In your copy, leave out the pictures; write out all the data exactly.

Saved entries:
══════════════════════════════
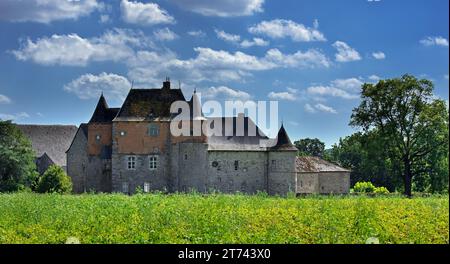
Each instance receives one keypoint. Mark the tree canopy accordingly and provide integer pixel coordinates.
(411, 124)
(17, 159)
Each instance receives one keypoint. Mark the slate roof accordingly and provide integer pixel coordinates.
(316, 164)
(235, 141)
(283, 141)
(102, 113)
(149, 104)
(51, 139)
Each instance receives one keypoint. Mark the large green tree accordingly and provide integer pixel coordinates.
(412, 123)
(17, 167)
(310, 147)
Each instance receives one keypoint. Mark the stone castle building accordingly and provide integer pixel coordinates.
(123, 149)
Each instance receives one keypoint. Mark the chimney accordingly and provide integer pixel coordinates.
(166, 84)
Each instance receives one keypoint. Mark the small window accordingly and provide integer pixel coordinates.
(146, 187)
(125, 187)
(153, 130)
(153, 162)
(131, 163)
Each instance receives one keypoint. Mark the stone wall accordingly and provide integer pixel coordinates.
(307, 183)
(282, 175)
(334, 182)
(249, 176)
(77, 162)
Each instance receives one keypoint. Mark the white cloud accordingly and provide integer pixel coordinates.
(308, 108)
(226, 92)
(73, 50)
(255, 42)
(434, 41)
(14, 117)
(379, 55)
(374, 78)
(227, 37)
(223, 8)
(105, 19)
(343, 88)
(144, 14)
(165, 34)
(216, 65)
(345, 52)
(330, 91)
(236, 39)
(4, 99)
(196, 33)
(350, 84)
(325, 108)
(282, 96)
(281, 28)
(319, 107)
(87, 86)
(46, 11)
(311, 58)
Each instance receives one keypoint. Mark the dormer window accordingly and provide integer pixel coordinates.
(153, 130)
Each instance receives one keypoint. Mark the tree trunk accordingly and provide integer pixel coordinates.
(408, 178)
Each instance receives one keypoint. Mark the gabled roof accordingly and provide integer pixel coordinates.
(283, 141)
(316, 164)
(83, 128)
(102, 113)
(148, 104)
(51, 139)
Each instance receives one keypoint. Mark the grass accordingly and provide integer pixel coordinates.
(220, 218)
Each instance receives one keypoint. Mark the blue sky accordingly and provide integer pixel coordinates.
(311, 56)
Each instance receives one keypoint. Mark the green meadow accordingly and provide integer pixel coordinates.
(221, 218)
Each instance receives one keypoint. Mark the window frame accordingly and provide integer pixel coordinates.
(153, 162)
(131, 162)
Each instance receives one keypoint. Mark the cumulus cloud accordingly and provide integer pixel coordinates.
(223, 8)
(379, 55)
(4, 99)
(73, 50)
(226, 93)
(345, 53)
(46, 11)
(144, 13)
(255, 42)
(87, 86)
(227, 37)
(325, 108)
(165, 34)
(14, 117)
(343, 88)
(281, 28)
(236, 39)
(196, 33)
(435, 41)
(374, 78)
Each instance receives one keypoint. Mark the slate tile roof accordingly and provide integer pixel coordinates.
(316, 164)
(51, 139)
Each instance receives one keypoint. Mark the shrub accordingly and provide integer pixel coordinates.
(364, 187)
(54, 180)
(381, 190)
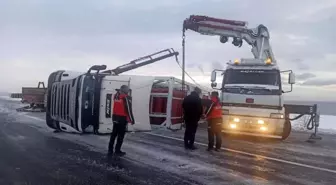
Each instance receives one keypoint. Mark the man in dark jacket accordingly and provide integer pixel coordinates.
(122, 114)
(214, 118)
(193, 110)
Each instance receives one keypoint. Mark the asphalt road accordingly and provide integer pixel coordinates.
(30, 153)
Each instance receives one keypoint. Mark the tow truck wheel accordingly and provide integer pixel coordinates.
(287, 130)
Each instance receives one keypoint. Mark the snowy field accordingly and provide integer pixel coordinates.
(327, 122)
(241, 162)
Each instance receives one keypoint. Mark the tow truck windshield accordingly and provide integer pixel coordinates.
(247, 81)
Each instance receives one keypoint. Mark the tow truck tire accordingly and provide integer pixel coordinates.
(287, 130)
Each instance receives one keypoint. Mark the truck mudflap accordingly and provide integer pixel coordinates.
(252, 134)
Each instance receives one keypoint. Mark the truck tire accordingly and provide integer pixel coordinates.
(286, 130)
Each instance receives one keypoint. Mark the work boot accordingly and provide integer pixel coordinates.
(193, 148)
(120, 153)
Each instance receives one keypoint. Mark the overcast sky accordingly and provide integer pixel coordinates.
(41, 36)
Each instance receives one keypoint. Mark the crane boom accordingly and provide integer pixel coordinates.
(258, 37)
(142, 61)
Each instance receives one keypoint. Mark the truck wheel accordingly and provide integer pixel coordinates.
(286, 130)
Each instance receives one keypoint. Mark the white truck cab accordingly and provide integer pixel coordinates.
(252, 98)
(251, 90)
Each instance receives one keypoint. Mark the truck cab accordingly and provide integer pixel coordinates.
(252, 98)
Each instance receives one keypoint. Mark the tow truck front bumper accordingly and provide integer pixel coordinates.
(253, 126)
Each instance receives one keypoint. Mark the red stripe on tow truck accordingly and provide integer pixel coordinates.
(225, 21)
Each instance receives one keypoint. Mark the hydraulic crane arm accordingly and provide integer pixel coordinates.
(258, 38)
(142, 61)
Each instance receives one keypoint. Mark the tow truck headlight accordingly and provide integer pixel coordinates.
(277, 115)
(261, 122)
(225, 112)
(263, 128)
(232, 125)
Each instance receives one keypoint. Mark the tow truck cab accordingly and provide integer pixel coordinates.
(252, 99)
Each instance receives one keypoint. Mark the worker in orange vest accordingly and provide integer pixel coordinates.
(122, 114)
(213, 116)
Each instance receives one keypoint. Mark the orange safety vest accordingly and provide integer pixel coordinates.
(216, 109)
(119, 107)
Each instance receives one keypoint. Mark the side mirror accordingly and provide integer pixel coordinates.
(291, 78)
(213, 76)
(97, 68)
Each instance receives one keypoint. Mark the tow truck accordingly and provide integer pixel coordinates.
(251, 90)
(80, 102)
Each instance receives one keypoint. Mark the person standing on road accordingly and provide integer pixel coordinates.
(213, 116)
(122, 114)
(192, 110)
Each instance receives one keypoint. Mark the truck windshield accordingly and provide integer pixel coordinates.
(247, 81)
(247, 76)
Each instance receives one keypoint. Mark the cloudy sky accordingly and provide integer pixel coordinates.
(41, 36)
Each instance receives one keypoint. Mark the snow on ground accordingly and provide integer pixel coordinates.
(327, 123)
(10, 99)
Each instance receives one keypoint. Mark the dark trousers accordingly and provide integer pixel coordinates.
(118, 132)
(215, 130)
(190, 132)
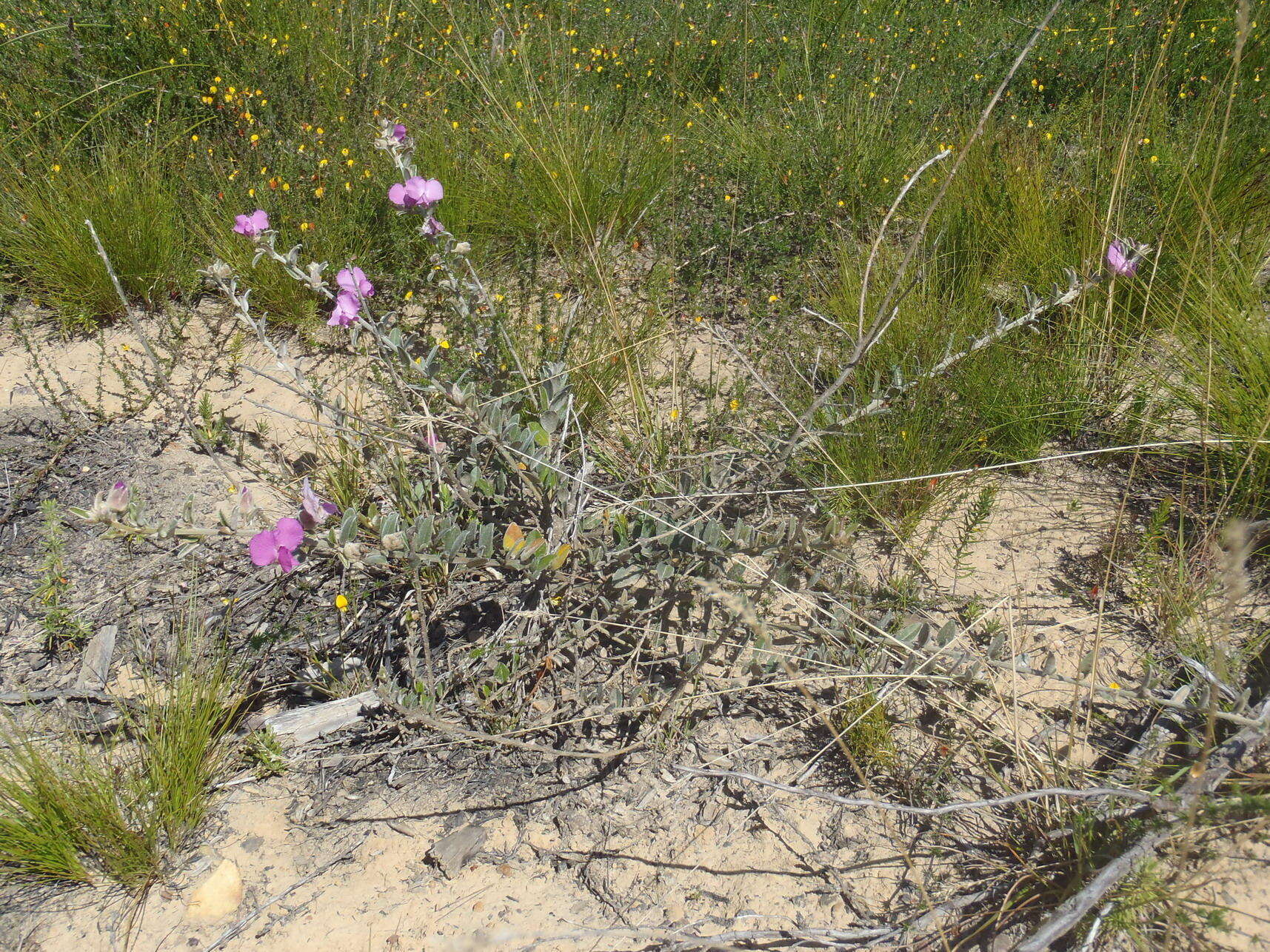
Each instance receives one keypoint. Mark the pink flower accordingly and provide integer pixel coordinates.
(313, 511)
(433, 443)
(252, 225)
(277, 545)
(1119, 262)
(415, 192)
(346, 311)
(355, 282)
══════════════════════════════
SOLUTION BELOW:
Each instance receives one keypoint. Mark the tree canopy accordingly and provide integer pixel coordinates.
(411, 124)
(17, 159)
Each instance receives one keypoint. Mark the slate roof accordingly and provide integer pixel coordinates.
(316, 164)
(235, 141)
(283, 141)
(102, 113)
(149, 104)
(51, 139)
Each instance receives one keypoint. Mark the large green tree accordingly and provide integer pixel coordinates.
(412, 123)
(17, 167)
(310, 147)
Each instance receives one keypoint. Mark the stone castle building accordingly and provide integer pixel coordinates.
(123, 149)
Each instance receives one keypoint. Mark the chimney accordingly and provide integer pixel coordinates.
(166, 84)
Each instance receives one keypoint. Mark the small window accordingly and provide integer pixel coordinates.
(146, 187)
(125, 187)
(153, 130)
(153, 162)
(131, 163)
Each instance receives one keypoint. Mark the stone wall accordingly and provide integer pixel coordinates.
(307, 183)
(282, 175)
(334, 182)
(249, 176)
(77, 162)
Each instance receives one keypoint. Mark the white cloud accordingly and provide integer pixel coordinates.
(308, 108)
(226, 92)
(73, 50)
(255, 42)
(434, 41)
(14, 117)
(379, 55)
(374, 78)
(227, 37)
(223, 8)
(105, 19)
(343, 88)
(144, 14)
(165, 34)
(216, 65)
(345, 52)
(330, 91)
(236, 39)
(4, 99)
(196, 33)
(350, 84)
(325, 108)
(282, 96)
(281, 28)
(319, 107)
(87, 86)
(46, 11)
(311, 58)
Each instance receives one keypoint. Mark the dormer window accordingly and provide integer pixel coordinates.
(153, 130)
Each instance receives one keypoint. Mark the tree trunk accordingly and provide integer pixel coordinates.
(408, 178)
Each instance receives one keypoint. Mark the gabled roof accordingly and provide integer pixel coordinates.
(283, 141)
(316, 164)
(83, 128)
(102, 113)
(148, 104)
(51, 139)
Each instance receives one keypoint. Mark the grass accordingly and provide integer pixel coordinates.
(220, 218)
Each instance receives one keypoint. Mark the blue sky accordingly and provide integer pixel coordinates.
(311, 56)
Each instance receives one keypoint. Mark the green meadow accordingly and provide integer pixel coordinates.
(221, 218)
Each instance receives one keypoint. Mark the window frame accordingly and provide integer pixel coordinates.
(153, 162)
(131, 162)
Each instance receives one keypoint. Mark the cumulus cloud accordingly and provide integer pixel coordinates.
(223, 8)
(379, 55)
(4, 99)
(73, 50)
(226, 93)
(345, 53)
(46, 11)
(144, 13)
(255, 42)
(87, 86)
(227, 37)
(325, 108)
(165, 34)
(14, 117)
(343, 88)
(281, 28)
(236, 39)
(196, 33)
(435, 41)
(374, 78)
Each instance receives one keypoint. Mark the slate tile roof accordingly and provide integer pixel coordinates.
(316, 164)
(51, 139)
Each instance receives one keypoint. Mark the shrub accordingly and provide integer pixel coordinates.
(364, 187)
(54, 180)
(381, 190)
Each instance receives one keypoint. Mark the man in dark jacket accordingly and provide integer pixel coordinates.
(122, 114)
(214, 118)
(193, 110)
Each instance receives one keypoint. Mark the asphalt road accordingly and provide integer pixel coordinates.
(30, 153)
Each instance receives one keypoint. Mark the tow truck wheel accordingly and provide integer pixel coordinates.
(287, 130)
Each instance receives one keypoint. Mark the snowy field accordingly and provide integer pixel coordinates.
(327, 122)
(241, 162)
Each instance receives one keypoint. Mark the tow truck windshield accordingly and provide integer pixel coordinates.
(247, 81)
Each instance receives one keypoint. Mark the tow truck tire accordingly and provide integer pixel coordinates.
(287, 130)
Each instance receives one keypoint. Mark the truck mudflap accordingly and provide integer pixel coordinates.
(252, 134)
Each instance receives one keypoint. Mark the truck tire accordingly and provide integer pixel coordinates.
(286, 130)
Each instance receives one keypoint. Mark the work boot accordingly and provide integer pixel coordinates.
(193, 148)
(120, 153)
Each instance receives one keypoint. Mark the overcast sky accordingly and provide integer pixel coordinates.
(41, 36)
Each instance receives one keypoint. Mark the crane boom accordingly and provide integer pixel coordinates.
(258, 37)
(142, 61)
Each instance receives one keypoint. Mark the truck wheel accordingly and provide integer pixel coordinates.
(286, 130)
Each instance receives one keypoint. Mark the white truck cab accordingly and provide integer pixel coordinates.
(252, 98)
(251, 90)
Each instance receives one keypoint. Mark the truck cab accordingly and provide integer pixel coordinates.
(252, 98)
Each instance receives one keypoint. Mark the tow truck front bumper accordingly and provide integer pixel coordinates.
(253, 126)
Each instance receives one keypoint. Mark the red stripe on tow truck accordingly and provide integer pixel coordinates.
(225, 21)
Each instance receives one keypoint. Mark the hydraulic crane arm accordingly and provide integer pixel coordinates.
(258, 38)
(142, 61)
Each instance receives one keypoint. Mark the tow truck headlight accordingly and provide integer pixel coordinates.
(277, 115)
(261, 122)
(225, 112)
(263, 128)
(232, 125)
Each instance receives one keypoint. Mark the tow truck cab accordingly and provide integer pixel coordinates.
(252, 99)
Each instance receives one keypoint. Mark the worker in orange vest accordingly and provide integer pixel coordinates.
(122, 114)
(213, 116)
Each instance receives one keypoint. Mark the orange safety vest accordingly and provide integer pixel coordinates.
(216, 109)
(119, 107)
Each instance receives one keypoint. Mark the side mirror accordingly and provide integer pixel coordinates.
(291, 78)
(213, 76)
(97, 68)
Each instance receives one keypoint. Mark the tow truck accordingly and provide integer pixel coordinates.
(251, 90)
(80, 102)
Each instance receives one keypoint. Mark the person standing on road accordingly and provide integer pixel coordinates.
(213, 116)
(122, 114)
(192, 110)
Each instance receives one keypoint. Mark the truck windshield accordingly and provide integer pixel coordinates.
(247, 81)
(247, 76)
Each instance receives one keypoint. Mark the cloudy sky accordingly and provide integer pixel coordinates.
(41, 36)
Each instance receives one keypoint. Mark the snow on ground accordingly and provide integer pixel coordinates.
(327, 123)
(10, 99)
Each instance receives one keypoint. Mark the dark trousers accordingly and provide integer pixel coordinates.
(118, 132)
(215, 130)
(190, 132)
Each instance receives one keypoint. Mark the pink flower accordingly and provide integer pixel coordinates.
(313, 511)
(433, 443)
(252, 225)
(277, 545)
(1119, 262)
(415, 192)
(346, 311)
(355, 282)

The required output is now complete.